Excerpt provided:
49.1.2 1.2 What cannot be represented
Because the significand is finite, most decimal fractions have no exact binary representation. The classic example is that \(0.1\) in binary is a repeating expansion, so the stored value is only the nearest representable approximation.
0.1+0.2==0.3# False0.1+0.2# 0.30000000000000004
This is not a bug in any particular language. It is a direct consequence of representing base ten fractions in base two with a fixed number of bits. The practical lesson is that you should never test floating point quantities for exact equality. Compare with a tolerance instead, asking whether \(|a - b|\) is smaller than some threshold chosen relative to the magnitudes involved.
49.1.3 1.3 Special values and the danger zones
IEEE 754 reserves patterns for positive and negative infinity, for signed zero, and for NaN, the result of an undefined operation such as \(0/0\) or \(\infty - \infty\). NaN is contagious. Any arithmetic operation with a NaN operand returns NaN, which is why a single bad value early in a forward pass can blacken an entire batch of activations by the time you reach the loss.
Two regions of the number line deserve names. Overflow occurs when a result exceeds the largest finite representable value and becomes infinity. Underflow occurs when a result is smaller in magnitude than the smallest normal value and is flushed toward zero, possibly through the subnormal range where precision degrades. In FP32 the largest finite value is about \(3.4 \times 10^{38}\) and the smallest positive normal value is about \(1.2 \times 10^{-38}\). These bounds look generous until you compute \(e^{100}\) or multiply a long chain of small probabilities together.
49.2 2. Machine Epsilon and Rounding
49.2.1 2.1 Defining the unit of resolution
Machine epsilon, written \(\epsilon\), measures the resolution of the floating point grid. The most useful definition is that \(\epsilon\) is the gap between \(1.0\) and the next larger representable number. For FP32 this is \(2^{-23} \approx 1.19 \times 10^{-7}\), and for FP64 it is \(2^{-52} \approx 2.22 \times 10^{-16}\). A rough mental model is that FP32 gives you about seven significant decimal digits and FP64 gives you about sixteen.
Every elementary floating point operation introduces a relative rounding error bounded by the unit roundoff \(u = \epsilon / 2\). Formally, the computed result of an operation between two representable numbers \(a\) and \(b\) satisfies
\[
\text{fl}(a \circ b) = (a \circ b)(1 + \delta), \qquad |\delta| \le u,
\]
where \(\circ\) is one of the basic arithmetic operations. This single inequality is the foundation of rounding error analysis. Errors accumulate as operations compose, and the central question of numerical stability is how fast they grow.
49.2.2 2.2 Absorption
A direct consequence of finite resolution is absorption: when you add a small number to a much larger one, the small number can vanish entirely. If \(|b| < |a| \cdot u\), then \(\text{fl}(a + b) = a\) exactly, and \(b\) contributes nothing. Summing a million small terms into a running total can therefore lose most of those terms once the accumulator grows large. Algorithms such as Kahan summation exist precisely to recover the absorbed low order bits by carrying a separate compensation term, and they matter whenever you reduce over a very long axis in low precision.

Dataset excerpts:

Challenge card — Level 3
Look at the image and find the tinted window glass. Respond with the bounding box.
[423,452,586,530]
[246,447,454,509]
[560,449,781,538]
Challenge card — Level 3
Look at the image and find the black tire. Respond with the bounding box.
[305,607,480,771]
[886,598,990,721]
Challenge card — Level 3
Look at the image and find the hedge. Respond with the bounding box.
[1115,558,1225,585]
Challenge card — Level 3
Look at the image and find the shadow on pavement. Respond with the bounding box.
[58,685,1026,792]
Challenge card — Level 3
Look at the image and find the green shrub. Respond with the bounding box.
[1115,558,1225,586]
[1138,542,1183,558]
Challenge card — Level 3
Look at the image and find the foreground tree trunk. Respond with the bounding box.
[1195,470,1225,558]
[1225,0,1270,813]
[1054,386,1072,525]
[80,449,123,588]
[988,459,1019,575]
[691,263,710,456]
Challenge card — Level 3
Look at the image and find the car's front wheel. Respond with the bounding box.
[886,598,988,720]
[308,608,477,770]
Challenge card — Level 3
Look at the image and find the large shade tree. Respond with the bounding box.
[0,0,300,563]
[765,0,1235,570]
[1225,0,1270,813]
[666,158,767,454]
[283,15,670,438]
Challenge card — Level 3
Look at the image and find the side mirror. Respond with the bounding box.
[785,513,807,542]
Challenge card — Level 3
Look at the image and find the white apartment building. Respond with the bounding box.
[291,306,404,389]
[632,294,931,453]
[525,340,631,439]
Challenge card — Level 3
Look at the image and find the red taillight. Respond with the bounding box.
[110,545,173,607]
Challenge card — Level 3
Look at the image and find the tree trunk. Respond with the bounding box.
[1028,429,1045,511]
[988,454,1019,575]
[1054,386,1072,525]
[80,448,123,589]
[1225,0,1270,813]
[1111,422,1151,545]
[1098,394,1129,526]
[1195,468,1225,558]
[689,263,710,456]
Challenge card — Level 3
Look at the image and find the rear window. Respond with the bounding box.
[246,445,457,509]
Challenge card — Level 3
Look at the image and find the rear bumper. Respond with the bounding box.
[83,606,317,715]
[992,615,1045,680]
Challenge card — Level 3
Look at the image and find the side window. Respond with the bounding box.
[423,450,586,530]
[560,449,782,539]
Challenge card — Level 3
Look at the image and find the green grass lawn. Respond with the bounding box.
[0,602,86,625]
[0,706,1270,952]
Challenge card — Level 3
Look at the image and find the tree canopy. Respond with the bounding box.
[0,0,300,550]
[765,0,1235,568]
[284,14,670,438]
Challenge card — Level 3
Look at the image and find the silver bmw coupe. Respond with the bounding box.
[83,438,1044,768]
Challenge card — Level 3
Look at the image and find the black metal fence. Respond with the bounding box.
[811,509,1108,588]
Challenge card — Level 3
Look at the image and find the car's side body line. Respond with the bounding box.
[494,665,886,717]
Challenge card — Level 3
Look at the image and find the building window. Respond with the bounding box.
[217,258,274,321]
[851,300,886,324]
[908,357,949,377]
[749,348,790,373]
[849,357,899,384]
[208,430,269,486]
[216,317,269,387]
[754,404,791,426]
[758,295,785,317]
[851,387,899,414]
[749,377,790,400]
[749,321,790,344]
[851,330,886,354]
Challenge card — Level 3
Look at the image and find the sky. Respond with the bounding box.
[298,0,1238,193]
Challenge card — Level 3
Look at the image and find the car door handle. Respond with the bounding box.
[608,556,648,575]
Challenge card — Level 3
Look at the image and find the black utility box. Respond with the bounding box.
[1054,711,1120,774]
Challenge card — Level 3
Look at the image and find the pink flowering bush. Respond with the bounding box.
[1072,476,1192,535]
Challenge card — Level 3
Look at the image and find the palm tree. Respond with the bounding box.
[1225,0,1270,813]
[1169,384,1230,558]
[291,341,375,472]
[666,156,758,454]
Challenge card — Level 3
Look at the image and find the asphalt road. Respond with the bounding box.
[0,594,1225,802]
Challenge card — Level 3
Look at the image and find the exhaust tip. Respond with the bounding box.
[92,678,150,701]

What is asked:
1. Which special values does the floating point excerpt say IEEE 754 reserves bit patterns for? List them all.
2. In the floating point excerpt, rewrite the paragraph beginning "Two regions of the number line deserve names" as a bulleted list that keeps its main facts.
3. According to the floating point excerpt, why can one bad value early in a forward pass corrupt a whole batch of activations by the time the loss is reached? Answer in one to three sentences.

Task-by-task outputs:
1.
- Positive infinity
- Negative infinity
- Signed zero
- NaN

2.
- Overflow: a result exceeds the largest finite representable value and becomes infinity.
- Underflow: a result is smaller in magnitude than the smallest normal value and is flushed toward zero, possibly through the subnormal range, where precision degrades.
- FP32 limits: the largest finite value is about 3.4 × 10^38, and the smallest positive normal value is about 1.2 × 10^-38.
- These limits seem generous but are exceeded by computations such as e^100 or a long chain of multiplied small probabilities.

3. NaN is contagious: any arithmetic operation with a NaN operand returns NaN. A single NaN produced early therefore passes into every later result that depends on it, and it spreads through the batch of activations before the loss is computed.